■ Deine Aufgabe: Gib die Zeilen ab der Zeile mit „any white wicker“ bis einschließlich der Zeile mit „[99,31,104,34]“ Wort für Wort unverändert wieder.

■ Datenliste:
* * *

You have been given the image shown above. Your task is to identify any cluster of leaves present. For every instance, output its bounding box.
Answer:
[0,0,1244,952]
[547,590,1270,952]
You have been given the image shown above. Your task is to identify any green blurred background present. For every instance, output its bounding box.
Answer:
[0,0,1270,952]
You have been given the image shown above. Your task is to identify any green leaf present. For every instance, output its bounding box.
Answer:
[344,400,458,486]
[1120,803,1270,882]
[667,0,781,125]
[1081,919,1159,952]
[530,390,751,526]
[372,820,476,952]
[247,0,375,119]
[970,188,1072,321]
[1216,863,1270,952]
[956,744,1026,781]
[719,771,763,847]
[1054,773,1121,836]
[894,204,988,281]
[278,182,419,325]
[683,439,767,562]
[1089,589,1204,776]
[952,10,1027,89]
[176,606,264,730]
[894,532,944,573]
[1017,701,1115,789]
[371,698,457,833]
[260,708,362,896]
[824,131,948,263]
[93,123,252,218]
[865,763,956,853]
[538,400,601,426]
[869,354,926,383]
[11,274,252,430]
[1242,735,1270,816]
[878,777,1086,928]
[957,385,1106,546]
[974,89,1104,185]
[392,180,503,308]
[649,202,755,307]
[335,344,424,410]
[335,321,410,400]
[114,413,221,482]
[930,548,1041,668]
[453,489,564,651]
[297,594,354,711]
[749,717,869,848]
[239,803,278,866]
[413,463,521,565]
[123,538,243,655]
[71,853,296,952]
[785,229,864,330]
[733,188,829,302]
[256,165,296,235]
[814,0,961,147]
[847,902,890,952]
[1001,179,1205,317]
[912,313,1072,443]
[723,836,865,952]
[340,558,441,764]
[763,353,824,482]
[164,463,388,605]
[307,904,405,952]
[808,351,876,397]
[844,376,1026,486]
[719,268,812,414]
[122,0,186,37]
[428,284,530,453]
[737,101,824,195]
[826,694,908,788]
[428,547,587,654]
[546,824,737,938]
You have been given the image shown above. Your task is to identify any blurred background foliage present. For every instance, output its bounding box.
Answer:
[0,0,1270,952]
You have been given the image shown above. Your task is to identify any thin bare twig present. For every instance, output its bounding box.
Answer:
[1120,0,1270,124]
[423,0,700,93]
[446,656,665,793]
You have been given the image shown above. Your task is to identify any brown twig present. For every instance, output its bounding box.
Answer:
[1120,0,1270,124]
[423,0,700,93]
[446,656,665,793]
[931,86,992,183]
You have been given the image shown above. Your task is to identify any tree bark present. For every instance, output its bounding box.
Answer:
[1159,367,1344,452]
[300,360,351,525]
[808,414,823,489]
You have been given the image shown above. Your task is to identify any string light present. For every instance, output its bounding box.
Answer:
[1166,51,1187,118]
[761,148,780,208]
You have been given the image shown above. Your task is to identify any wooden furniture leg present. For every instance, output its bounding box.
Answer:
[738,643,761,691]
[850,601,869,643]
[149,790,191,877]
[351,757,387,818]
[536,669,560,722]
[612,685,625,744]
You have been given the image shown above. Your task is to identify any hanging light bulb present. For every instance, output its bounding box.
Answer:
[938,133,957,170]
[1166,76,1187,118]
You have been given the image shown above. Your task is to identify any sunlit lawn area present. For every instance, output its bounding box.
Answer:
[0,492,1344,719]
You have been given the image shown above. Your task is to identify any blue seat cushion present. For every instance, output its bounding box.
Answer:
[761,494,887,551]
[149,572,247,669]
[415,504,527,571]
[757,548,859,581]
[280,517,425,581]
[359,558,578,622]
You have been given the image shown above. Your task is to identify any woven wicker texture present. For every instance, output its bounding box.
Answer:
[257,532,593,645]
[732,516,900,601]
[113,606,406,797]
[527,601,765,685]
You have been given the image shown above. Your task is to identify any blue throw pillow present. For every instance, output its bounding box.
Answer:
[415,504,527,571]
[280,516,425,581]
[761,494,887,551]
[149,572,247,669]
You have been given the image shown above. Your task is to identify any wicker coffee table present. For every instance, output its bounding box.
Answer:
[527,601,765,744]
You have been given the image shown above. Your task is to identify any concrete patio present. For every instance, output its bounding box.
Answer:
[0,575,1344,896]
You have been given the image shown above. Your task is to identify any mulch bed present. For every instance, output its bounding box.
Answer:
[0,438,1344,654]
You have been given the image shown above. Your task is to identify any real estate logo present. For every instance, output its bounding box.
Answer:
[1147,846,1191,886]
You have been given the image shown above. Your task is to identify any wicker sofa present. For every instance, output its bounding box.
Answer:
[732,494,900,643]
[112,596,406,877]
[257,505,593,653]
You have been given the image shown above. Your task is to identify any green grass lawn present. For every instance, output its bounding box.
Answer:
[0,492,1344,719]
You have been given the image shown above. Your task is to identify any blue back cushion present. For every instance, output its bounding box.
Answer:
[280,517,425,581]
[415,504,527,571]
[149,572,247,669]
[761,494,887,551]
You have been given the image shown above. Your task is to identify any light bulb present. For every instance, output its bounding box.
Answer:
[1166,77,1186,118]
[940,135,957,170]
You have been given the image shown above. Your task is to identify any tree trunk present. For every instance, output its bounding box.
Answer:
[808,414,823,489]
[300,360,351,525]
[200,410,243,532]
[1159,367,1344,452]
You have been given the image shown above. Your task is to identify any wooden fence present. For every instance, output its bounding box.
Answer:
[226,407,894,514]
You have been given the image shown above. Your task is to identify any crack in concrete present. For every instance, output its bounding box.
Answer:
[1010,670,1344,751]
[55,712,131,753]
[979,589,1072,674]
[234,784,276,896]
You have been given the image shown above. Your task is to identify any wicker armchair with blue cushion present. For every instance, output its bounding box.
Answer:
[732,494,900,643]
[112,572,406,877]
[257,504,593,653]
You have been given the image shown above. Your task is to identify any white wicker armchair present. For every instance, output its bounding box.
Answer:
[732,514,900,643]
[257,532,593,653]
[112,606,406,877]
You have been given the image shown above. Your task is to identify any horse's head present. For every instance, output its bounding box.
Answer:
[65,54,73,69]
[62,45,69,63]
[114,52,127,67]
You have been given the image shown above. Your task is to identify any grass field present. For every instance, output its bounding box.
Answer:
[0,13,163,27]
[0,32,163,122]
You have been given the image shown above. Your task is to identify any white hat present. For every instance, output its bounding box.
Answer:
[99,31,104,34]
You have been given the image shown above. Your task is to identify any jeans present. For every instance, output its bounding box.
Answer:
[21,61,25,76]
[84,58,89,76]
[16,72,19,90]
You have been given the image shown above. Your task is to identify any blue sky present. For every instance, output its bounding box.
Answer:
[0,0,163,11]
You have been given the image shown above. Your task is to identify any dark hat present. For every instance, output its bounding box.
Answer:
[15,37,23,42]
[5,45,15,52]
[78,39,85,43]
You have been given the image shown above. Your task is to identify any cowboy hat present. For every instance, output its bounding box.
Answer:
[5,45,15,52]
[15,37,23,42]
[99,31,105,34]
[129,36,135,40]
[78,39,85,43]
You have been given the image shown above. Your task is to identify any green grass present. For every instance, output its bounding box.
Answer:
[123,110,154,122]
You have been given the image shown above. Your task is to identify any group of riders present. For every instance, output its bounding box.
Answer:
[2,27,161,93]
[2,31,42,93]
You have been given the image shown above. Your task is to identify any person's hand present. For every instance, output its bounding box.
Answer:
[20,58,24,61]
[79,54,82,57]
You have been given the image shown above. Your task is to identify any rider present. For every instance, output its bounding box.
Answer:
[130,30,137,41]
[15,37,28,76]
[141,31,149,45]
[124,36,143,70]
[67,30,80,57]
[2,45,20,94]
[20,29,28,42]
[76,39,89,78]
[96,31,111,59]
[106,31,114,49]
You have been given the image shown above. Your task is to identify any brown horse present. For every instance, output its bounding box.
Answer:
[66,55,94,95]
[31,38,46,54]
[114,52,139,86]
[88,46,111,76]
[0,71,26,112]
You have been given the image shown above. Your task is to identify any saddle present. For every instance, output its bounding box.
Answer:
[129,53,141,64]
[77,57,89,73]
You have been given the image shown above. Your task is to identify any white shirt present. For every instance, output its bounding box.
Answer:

* * *

■ Ausgabe:
You have been given the image shown above. Your task is to identify any white wicker armchair present. For every instance, output its bounding box.
Answer:
[732,514,900,643]
[257,532,593,653]
[112,606,406,877]
You have been given the image shown above. Your task is to identify any horse's head present. For every instance, output its bounding box.
Answer:
[65,54,73,69]
[62,45,69,63]
[114,52,127,67]
You have been given the image shown above. Your task is to identify any grass field present. For every instance, output its bounding box.
Answer:
[0,13,163,27]
[0,32,163,122]
You have been given the image shown above. Your task is to identify any white hat present. For every instance, output its bounding box.
Answer:
[99,31,104,34]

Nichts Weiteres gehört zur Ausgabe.